(Collected data)
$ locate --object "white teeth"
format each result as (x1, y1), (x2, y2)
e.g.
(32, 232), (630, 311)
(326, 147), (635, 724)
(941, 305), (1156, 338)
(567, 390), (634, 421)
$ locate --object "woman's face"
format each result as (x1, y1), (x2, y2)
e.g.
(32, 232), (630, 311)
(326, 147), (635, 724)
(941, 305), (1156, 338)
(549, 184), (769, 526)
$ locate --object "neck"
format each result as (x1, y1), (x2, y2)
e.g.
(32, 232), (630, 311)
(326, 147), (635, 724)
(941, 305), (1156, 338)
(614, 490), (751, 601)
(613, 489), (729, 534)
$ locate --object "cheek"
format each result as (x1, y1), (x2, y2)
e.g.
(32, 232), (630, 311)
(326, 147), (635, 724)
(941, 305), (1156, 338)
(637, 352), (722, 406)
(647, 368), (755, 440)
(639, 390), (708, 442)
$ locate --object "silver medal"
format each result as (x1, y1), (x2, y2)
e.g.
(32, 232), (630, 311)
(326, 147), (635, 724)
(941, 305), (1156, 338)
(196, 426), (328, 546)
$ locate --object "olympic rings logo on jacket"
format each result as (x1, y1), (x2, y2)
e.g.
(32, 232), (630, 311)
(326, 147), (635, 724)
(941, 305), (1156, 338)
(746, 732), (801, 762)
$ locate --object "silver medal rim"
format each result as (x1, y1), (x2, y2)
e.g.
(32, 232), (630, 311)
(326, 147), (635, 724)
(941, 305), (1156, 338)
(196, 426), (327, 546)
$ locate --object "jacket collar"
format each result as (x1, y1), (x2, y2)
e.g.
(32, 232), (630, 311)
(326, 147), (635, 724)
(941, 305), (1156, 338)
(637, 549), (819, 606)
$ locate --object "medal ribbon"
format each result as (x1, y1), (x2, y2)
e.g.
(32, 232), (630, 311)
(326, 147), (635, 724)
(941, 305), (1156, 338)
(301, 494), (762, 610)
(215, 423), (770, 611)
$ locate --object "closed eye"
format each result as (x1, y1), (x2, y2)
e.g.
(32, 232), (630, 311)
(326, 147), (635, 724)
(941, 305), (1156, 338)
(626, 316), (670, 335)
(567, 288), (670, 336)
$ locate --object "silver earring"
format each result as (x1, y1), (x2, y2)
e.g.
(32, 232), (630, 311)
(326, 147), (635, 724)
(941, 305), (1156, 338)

* **Task item**
So that nothing is lost, transcribe each entry exactly as written.

* **Solution**
$ locate --object "white teeth"
format each result as (x1, y1), (x2, y2)
e.g.
(32, 232), (630, 311)
(326, 147), (635, 724)
(941, 305), (1156, 338)
(567, 390), (634, 421)
$ locate --object "woman's face"
format each result as (x1, y1), (x2, y2)
e.g.
(32, 232), (630, 311)
(326, 147), (635, 724)
(941, 305), (1156, 338)
(549, 184), (769, 526)
$ locate --object "neck"
format each result as (x1, y1), (x2, y2)
e.g.
(32, 232), (630, 311)
(326, 147), (635, 724)
(941, 305), (1156, 338)
(614, 490), (751, 601)
(613, 489), (729, 534)
$ locate --object "cheek"
format each result as (x1, y1), (x2, y2)
e.g.
(32, 232), (630, 311)
(326, 147), (635, 724)
(941, 305), (1156, 338)
(637, 352), (722, 406)
(647, 368), (755, 440)
(639, 390), (708, 442)
$ locate --object "silver medal"
format each result as (x1, y1), (x2, y2)
e.g.
(32, 232), (630, 311)
(326, 147), (635, 724)
(941, 305), (1156, 338)
(196, 426), (328, 546)
$ locate --object "olympic rings logo on jacket"
format each result as (x1, y1), (x2, y2)
e.g.
(32, 232), (630, 311)
(326, 147), (635, 724)
(941, 305), (1156, 338)
(746, 732), (801, 762)
$ locate --object "silver medal rim"
format each result as (x1, y1), (x2, y2)
e.g.
(32, 232), (630, 311)
(326, 147), (635, 724)
(941, 305), (1156, 338)
(196, 426), (327, 546)
$ locate --object "jacket collar"
format each result as (x1, y1), (x2, y2)
e.g.
(32, 232), (630, 311)
(326, 147), (635, 724)
(941, 305), (1156, 338)
(637, 549), (819, 606)
$ locate --object "medal ribbon"
format each result as (x1, y1), (x2, y2)
e.g.
(32, 232), (630, 311)
(326, 147), (635, 724)
(941, 305), (1156, 338)
(301, 494), (762, 610)
(215, 423), (770, 611)
$ locate --object "closed eye"
format each result as (x1, y1), (x2, y2)
e.g.
(32, 232), (630, 311)
(326, 147), (635, 724)
(941, 305), (1156, 338)
(626, 316), (670, 335)
(567, 288), (670, 336)
$ locate --object "silver earring"
format each result as (x1, y1), (x2, y2)
e.g.
(32, 232), (630, 311)
(326, 147), (635, 724)
(941, 305), (1156, 338)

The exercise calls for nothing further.